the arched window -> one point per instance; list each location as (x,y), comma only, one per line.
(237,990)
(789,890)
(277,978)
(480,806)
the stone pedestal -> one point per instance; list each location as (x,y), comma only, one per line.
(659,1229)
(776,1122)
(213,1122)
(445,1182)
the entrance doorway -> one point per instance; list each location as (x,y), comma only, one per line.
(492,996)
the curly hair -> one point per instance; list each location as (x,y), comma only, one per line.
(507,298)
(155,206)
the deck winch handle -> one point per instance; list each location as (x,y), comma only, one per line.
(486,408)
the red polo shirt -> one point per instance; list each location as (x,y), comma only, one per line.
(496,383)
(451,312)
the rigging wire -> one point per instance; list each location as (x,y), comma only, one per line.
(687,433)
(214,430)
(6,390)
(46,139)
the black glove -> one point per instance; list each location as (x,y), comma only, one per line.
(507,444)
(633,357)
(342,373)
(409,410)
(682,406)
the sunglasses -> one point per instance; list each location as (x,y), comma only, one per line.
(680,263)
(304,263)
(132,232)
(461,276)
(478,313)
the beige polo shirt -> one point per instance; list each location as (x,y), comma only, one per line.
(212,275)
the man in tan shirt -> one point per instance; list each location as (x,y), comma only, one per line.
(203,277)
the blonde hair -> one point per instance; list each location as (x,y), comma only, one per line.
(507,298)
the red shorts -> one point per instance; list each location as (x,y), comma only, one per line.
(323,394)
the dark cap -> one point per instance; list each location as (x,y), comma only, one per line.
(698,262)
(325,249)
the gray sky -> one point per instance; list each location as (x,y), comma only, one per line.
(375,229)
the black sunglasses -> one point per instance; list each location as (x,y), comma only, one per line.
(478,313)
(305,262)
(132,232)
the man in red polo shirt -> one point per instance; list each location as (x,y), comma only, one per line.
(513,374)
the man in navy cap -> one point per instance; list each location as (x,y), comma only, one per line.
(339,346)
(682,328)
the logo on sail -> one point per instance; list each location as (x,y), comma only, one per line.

****************

STATED PROBLEM
Switch every "polo shirt" in the rows above to "T-shirt" and reproduce all the lines, changing nothing else.

ANSWER TO THIS PROBLEM
the arched window -> one point per instance; list each location as (x,y), comma only, one per line.
(237,990)
(789,890)
(277,978)
(480,806)
the stone pedestal -> one point per instance; list each location as (x,y), comma only, one per line.
(659,1229)
(776,1122)
(213,1122)
(445,1182)
the entrance doorway -> one point per instance; list each location as (x,y), comma only, one per line.
(492,996)
the curly hair -> one point per instance; list each location as (x,y), comma only, one per line.
(507,298)
(155,206)
the deck winch handle -> one point per instance; list each location as (x,y), comma only, one per line.
(486,408)
the red T-shirt -> one point per instance; list each location as (x,y), comma only, one per line.
(496,383)
(451,312)
the rigging wire -> one point per instance; list each location as (x,y), comma only, one per line.
(687,433)
(214,430)
(6,390)
(46,139)
the black glove -> one point per instance; list each location as (x,y), comma only, one per line.
(507,444)
(633,357)
(342,373)
(409,410)
(682,406)
the sunglasses -> one point per instance; list each location as (x,y), comma only, one per line.
(680,263)
(304,263)
(132,232)
(461,276)
(478,313)
the beige T-shirt -> one point per instance; list each location as (x,y), comma only, one per line.
(212,275)
the man in tan shirt -> one point per instance; list each location as (x,y), comma only, one per line.
(203,277)
the blonde hair -> one point per instance; list each location as (x,y), comma only, one per line.
(507,298)
the red shorts -> one point per instance; list each location as (x,y), comma only, one per line.
(323,394)
the dark cap -> one point per instance; list each location as (x,y), comma only, one per line.
(698,262)
(325,249)
the gray sky -> one point per instance; list each location as (x,y), comma only, one per line.
(375,229)
the black sunglasses -> one point per instance; list each location as (x,y), comma only, one per line.
(478,313)
(305,262)
(132,232)
the man in red T-shirt -> one point per instance; list each location as (x,y), comma only, one per line.
(513,374)
the man in navy cap -> one point per instance; list each location as (x,y), comma only, one per line.
(339,346)
(682,328)
the logo on sail -> one point per instance; list each location as (x,y), comma only, one per line.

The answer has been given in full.